#### GOAL OF THE EXERCISE
Copy out the lines word for word, starting from the very first one and ending with the line that contains "# an outline", including both.

#### LISTED ENTRIES

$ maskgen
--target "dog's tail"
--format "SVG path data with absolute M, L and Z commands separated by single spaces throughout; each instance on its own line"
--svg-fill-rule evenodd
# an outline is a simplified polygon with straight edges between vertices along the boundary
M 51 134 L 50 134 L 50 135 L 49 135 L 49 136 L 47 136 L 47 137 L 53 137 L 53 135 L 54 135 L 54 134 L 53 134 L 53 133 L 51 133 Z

########

#### IN RESPONSE
$ maskgen
--target "dog's tail"
--format "SVG path data with absolute M, L and Z commands separated by single spaces throughout; each instance on its own line"
--svg-fill-rule evenodd
# an outline is a simplified polygon with straight edges between vertices along the boundary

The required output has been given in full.